(EXCERPTED RECORDS begins)
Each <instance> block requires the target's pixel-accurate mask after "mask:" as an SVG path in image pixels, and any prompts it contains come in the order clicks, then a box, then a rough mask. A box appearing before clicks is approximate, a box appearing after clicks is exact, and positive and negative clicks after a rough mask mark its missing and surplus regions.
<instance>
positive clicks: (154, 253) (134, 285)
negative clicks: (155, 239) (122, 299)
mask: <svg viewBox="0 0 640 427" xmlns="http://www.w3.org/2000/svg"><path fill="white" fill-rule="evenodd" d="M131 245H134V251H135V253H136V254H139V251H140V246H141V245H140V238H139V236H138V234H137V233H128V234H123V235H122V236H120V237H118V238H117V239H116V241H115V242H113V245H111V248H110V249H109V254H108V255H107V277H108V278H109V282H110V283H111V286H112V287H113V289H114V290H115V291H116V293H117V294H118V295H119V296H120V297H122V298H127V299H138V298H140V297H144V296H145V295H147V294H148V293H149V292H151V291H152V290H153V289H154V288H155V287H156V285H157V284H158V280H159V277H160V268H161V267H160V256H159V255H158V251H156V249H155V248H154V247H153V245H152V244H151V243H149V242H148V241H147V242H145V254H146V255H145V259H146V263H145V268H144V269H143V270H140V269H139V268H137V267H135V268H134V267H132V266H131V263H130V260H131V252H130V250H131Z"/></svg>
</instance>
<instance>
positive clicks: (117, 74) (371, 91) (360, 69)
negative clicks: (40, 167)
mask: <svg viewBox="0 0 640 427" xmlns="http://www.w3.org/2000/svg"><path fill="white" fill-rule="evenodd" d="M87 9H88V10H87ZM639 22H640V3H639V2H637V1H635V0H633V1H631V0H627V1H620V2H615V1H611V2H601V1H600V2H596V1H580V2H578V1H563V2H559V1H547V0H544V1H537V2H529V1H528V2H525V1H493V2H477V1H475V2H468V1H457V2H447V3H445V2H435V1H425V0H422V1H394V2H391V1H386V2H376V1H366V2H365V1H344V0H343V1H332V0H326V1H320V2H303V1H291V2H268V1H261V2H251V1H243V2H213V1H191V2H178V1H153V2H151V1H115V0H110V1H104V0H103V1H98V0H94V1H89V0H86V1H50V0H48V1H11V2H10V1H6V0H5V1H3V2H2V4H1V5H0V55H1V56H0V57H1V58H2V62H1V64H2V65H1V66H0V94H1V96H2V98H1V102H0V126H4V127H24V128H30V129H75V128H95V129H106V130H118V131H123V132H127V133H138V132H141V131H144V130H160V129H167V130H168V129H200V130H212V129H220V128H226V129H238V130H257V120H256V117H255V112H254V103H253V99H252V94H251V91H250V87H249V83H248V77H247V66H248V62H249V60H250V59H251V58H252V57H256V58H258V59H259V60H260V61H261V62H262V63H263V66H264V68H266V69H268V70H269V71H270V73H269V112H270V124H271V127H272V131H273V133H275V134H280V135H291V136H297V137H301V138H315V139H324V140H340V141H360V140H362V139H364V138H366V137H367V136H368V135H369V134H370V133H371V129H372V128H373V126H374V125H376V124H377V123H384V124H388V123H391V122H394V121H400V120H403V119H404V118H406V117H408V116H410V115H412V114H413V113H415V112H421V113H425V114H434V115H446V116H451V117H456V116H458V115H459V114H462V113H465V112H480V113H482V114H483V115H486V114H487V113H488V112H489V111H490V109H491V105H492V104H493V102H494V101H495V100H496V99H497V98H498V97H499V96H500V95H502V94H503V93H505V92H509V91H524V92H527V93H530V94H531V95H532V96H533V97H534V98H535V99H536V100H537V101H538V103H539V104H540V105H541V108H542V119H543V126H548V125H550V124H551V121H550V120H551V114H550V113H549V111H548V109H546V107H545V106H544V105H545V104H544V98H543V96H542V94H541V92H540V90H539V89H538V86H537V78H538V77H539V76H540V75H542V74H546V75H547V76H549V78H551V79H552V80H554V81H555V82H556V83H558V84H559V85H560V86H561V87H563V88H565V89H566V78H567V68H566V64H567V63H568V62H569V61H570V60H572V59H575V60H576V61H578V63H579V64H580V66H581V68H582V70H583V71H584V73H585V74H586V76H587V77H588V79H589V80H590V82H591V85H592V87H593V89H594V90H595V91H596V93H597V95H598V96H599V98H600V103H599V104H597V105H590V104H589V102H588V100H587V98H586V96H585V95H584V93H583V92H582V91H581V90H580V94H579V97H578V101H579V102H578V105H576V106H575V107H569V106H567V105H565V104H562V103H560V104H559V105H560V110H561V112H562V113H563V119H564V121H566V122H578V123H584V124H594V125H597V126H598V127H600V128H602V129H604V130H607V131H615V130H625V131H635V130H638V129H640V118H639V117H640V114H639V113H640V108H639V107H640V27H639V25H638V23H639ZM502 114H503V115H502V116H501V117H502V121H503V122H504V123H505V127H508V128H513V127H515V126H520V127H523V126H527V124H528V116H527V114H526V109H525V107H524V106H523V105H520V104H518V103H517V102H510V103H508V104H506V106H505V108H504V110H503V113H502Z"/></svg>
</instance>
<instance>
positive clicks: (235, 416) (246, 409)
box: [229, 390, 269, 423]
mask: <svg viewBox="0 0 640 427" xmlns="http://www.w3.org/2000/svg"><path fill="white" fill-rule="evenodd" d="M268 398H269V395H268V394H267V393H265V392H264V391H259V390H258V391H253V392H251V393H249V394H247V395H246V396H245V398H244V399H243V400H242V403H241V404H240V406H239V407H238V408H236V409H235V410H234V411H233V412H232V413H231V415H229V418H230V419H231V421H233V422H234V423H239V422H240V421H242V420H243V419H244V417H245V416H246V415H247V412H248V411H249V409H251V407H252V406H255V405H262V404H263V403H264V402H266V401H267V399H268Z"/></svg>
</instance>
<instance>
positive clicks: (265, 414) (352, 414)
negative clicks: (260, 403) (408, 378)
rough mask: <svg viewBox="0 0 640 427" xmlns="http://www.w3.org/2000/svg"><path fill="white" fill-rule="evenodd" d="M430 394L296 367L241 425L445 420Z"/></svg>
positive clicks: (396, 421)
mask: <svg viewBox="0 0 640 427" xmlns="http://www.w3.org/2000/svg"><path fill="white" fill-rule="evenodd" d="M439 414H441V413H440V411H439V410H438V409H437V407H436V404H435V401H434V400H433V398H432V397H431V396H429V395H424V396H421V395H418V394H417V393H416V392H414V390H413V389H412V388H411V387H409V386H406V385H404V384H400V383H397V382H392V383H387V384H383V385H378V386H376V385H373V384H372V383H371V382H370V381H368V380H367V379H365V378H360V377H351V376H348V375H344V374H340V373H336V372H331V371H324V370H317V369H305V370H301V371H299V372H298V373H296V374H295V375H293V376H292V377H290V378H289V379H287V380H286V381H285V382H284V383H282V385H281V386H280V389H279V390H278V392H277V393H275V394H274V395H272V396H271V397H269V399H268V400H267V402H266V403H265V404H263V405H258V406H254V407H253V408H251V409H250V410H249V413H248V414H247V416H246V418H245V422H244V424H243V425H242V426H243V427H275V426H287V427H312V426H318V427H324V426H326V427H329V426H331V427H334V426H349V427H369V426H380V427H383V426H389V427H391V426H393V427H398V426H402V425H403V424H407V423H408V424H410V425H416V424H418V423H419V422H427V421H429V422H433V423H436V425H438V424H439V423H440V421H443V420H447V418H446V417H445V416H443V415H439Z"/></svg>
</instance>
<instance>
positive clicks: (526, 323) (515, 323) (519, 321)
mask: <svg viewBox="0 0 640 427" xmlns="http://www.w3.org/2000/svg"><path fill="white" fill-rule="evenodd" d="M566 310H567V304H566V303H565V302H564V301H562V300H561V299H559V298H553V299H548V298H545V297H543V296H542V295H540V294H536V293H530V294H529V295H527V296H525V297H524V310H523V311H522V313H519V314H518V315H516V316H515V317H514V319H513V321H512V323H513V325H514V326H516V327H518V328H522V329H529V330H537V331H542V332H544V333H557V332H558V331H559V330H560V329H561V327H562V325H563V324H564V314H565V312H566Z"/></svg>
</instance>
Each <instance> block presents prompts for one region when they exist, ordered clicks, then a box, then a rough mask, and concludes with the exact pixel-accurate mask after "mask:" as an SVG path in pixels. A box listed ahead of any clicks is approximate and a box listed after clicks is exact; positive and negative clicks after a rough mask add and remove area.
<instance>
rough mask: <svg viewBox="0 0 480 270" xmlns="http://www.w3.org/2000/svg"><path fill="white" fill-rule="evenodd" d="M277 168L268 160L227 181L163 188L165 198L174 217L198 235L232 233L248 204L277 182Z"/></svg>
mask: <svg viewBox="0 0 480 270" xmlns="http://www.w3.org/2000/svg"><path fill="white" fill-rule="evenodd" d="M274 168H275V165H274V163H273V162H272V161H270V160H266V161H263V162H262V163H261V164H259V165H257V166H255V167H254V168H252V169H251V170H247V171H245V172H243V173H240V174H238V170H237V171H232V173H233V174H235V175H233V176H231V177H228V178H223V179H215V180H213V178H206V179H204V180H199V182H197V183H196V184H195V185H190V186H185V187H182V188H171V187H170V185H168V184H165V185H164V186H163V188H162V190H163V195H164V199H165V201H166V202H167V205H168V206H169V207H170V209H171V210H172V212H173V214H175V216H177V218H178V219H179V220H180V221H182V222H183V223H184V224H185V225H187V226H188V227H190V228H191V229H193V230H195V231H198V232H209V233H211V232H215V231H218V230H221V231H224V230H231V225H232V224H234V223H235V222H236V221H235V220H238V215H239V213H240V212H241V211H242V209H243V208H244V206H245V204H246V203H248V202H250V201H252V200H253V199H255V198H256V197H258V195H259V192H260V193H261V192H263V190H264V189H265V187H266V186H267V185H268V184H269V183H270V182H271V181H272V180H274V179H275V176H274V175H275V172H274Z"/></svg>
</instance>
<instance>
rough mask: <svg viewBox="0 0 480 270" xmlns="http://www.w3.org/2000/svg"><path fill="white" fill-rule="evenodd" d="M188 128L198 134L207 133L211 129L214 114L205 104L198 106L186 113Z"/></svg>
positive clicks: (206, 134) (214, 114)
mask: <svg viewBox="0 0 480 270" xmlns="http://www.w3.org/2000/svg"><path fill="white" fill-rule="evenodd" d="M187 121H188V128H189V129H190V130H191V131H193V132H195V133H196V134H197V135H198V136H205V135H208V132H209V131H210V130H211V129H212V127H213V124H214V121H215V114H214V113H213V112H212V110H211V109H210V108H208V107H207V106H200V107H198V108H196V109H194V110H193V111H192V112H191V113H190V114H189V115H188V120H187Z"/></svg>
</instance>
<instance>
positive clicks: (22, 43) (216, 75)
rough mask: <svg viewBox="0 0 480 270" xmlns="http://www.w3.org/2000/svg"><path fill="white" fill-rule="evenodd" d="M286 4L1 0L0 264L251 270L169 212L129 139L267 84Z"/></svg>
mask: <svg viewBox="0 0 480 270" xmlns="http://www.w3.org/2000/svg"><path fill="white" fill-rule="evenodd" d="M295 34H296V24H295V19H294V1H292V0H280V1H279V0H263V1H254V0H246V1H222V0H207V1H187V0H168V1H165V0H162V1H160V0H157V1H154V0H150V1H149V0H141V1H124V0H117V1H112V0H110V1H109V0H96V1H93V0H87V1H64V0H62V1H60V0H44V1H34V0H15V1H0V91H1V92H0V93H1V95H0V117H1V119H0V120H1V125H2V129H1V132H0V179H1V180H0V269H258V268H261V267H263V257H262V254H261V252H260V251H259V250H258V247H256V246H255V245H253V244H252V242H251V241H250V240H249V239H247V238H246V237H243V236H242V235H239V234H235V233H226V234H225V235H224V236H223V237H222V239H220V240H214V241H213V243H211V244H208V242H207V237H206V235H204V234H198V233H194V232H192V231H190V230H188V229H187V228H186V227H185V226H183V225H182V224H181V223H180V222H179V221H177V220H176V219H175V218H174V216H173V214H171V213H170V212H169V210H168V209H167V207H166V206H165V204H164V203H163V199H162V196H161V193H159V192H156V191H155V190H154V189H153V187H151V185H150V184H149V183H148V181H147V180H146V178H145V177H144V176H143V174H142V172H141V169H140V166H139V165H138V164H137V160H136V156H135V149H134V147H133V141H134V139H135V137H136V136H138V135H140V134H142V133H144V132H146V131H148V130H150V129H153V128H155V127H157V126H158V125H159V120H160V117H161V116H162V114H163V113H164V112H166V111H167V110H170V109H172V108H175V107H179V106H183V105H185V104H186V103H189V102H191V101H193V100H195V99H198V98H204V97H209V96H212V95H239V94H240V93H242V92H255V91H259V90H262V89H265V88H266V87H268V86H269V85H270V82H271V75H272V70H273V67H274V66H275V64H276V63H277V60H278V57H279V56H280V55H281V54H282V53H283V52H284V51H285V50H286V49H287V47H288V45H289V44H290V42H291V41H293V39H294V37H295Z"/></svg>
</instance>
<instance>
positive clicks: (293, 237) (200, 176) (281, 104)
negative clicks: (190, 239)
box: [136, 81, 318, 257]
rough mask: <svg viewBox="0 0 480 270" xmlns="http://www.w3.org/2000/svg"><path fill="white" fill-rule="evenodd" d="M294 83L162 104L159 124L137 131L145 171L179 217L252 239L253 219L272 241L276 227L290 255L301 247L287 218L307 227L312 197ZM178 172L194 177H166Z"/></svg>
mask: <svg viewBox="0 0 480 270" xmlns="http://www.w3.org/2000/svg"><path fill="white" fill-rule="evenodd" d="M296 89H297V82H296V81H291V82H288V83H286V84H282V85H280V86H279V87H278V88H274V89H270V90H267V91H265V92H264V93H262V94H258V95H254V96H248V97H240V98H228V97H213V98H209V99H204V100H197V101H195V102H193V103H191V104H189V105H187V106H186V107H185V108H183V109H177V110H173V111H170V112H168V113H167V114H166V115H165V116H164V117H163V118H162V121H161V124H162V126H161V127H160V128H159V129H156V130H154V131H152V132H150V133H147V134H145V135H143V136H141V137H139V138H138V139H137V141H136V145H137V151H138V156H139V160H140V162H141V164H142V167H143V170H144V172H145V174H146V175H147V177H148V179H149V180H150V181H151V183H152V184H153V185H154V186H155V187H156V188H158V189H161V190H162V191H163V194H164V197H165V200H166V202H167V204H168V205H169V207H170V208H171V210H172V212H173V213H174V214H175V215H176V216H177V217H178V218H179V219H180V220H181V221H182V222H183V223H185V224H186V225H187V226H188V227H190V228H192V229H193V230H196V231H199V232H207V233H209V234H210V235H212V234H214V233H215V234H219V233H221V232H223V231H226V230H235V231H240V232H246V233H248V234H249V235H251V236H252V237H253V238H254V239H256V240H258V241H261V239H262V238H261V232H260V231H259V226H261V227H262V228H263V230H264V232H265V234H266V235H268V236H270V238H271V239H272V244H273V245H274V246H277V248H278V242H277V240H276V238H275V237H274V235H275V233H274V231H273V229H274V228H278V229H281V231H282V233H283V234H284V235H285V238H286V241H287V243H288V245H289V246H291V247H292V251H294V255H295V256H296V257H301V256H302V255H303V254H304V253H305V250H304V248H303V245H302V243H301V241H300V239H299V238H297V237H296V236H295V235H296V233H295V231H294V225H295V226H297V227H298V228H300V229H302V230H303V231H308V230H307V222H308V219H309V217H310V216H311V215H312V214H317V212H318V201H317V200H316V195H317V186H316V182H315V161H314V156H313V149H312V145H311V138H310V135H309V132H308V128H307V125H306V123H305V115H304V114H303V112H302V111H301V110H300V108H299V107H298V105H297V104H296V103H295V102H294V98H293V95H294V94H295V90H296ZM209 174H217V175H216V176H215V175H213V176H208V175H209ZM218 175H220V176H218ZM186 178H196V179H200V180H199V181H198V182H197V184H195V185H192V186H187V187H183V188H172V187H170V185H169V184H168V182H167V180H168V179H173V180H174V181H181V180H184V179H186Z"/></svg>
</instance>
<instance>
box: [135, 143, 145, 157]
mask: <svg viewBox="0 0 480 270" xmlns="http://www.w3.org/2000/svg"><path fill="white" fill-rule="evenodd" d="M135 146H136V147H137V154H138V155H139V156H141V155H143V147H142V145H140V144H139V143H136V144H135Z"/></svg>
(EXCERPTED RECORDS ends)
• **REQUIREMENT**
Gather each line of the records above that contains the string "ahead", and copy every such line in full.

• **EXERCISE RESULT**
Each <instance> block presents prompts for one region when they exist, ordered clicks, then a box, then a rough mask, and concludes with the exact pixel-accurate mask after "mask:" as an SVG path in pixels. A box listed ahead of any clicks is approximate and a box listed after clicks is exact; positive and negative clicks after a rough mask add and remove area.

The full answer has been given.